• **What needs to be done**
Write each of the records out again exactly.

• **Records provided**
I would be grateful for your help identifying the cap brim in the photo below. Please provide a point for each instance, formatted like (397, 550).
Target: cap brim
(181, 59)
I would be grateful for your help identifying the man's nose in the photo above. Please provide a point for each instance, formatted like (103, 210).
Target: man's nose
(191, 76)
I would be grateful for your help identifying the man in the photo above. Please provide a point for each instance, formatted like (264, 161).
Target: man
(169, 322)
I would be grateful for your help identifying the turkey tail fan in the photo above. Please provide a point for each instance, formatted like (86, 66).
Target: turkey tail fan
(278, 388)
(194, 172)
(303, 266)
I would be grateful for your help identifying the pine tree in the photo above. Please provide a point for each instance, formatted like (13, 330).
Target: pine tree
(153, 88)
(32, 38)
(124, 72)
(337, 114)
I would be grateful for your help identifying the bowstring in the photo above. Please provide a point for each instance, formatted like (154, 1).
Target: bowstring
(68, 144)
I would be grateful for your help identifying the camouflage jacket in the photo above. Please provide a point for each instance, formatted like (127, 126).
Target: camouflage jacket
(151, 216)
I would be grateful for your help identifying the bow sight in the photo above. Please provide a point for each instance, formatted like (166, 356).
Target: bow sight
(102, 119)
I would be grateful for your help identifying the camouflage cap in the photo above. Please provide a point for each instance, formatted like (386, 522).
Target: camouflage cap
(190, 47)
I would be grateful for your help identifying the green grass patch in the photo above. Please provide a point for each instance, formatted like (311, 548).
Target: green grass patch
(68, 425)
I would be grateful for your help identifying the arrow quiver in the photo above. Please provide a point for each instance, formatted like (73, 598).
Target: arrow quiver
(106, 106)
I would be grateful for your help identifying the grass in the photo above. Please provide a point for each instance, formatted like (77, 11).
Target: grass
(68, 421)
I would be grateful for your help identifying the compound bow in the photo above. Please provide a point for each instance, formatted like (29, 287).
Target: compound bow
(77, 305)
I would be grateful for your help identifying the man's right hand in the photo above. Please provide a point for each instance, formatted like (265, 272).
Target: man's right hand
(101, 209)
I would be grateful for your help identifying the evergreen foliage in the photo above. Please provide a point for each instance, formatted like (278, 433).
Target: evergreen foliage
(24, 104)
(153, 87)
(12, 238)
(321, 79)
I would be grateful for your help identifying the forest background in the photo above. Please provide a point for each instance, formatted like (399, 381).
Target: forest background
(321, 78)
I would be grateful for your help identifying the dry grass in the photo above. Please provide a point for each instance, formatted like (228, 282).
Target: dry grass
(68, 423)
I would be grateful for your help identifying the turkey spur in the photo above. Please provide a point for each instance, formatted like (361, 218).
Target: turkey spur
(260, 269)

• **Solution to this problem**
I would be grateful for your help identifying the cap brim in the photo below. Please provide a point for each instance, formatted like (397, 550).
Target: cap brim
(181, 59)
I would be grateful for your help identifying the man's nose in the photo above. Please provide a point for each instance, formatted like (103, 210).
Target: man's nose
(191, 76)
I would be grateful for your help identifying the man in the photo above. Please provide a point for each instance, formatted like (264, 161).
Target: man
(169, 322)
I would be grateful for your help identifying the turkey tail fan in the photo above. Please provide a point for each instance, formatted like (86, 66).
Target: turkey tail fan
(278, 388)
(194, 172)
(303, 266)
I would be grateful for your help identifying the pine tree in the photo above. Please provide a point for each instance, formatted like (13, 330).
Target: pine tree
(153, 88)
(32, 38)
(124, 72)
(337, 114)
I would be grateful for your help identifying the bowstring in the photo above. Please provide a point for each instance, formatted like (154, 1).
Target: bowstring
(68, 144)
I would be grateful for your help identifying the camouflage jacket in the photo above. Please provide a point for each instance, formatted like (127, 126).
Target: camouflage jacket
(151, 216)
I would be grateful for your help identifying the bow sight in the photo above. Please provide a point for each instance, formatted like (166, 356).
Target: bow sight
(102, 119)
I would be grateful for your help identifying the camouflage cap in the photo above. Please provide a point for each instance, formatted like (386, 522).
Target: camouflage cap
(190, 47)
I would be grateful for your help identifying the green grass patch in the photo above. Please provide a point for each instance, formatted like (311, 548).
Target: green grass patch
(68, 425)
I would be grateful for your help identifying the arrow quiver in the photo above. Please provide a point for each instance, formatted like (73, 598).
Target: arrow quiver
(106, 106)
I would be grateful for your help identifying the grass in the photo above. Please provide a point for each instance, formatted like (77, 11).
Target: grass
(68, 421)
I would be grateful for your help identifying the compound bow in the photo above. Please provide a point for each instance, formatted like (29, 287).
Target: compound bow
(77, 305)
I would be grateful for your help identifying the man's right hand in the photo above. Please provide a point for each instance, formatted like (265, 272).
Target: man's right hand
(101, 209)
I would be grateful for your help identifying the evergreen foliage in the photo above. Please provide a point for each instance, formatted like (278, 433).
Target: evergreen foliage
(24, 104)
(153, 87)
(12, 238)
(321, 79)
I would be grateful for your help identifying the forest background in the photo above. Please provide a point for each instance, formatted like (399, 381).
Target: forest background
(321, 78)
I would be grateful for your help identifying the dry grass in the photo above. Please provide a point for each instance, formatted like (228, 282).
Target: dry grass
(68, 423)
I would be grateful for your help identifying the turkey spur in the photo above. Please provide a point for each instance, formatted like (361, 218).
Target: turkey spur
(260, 269)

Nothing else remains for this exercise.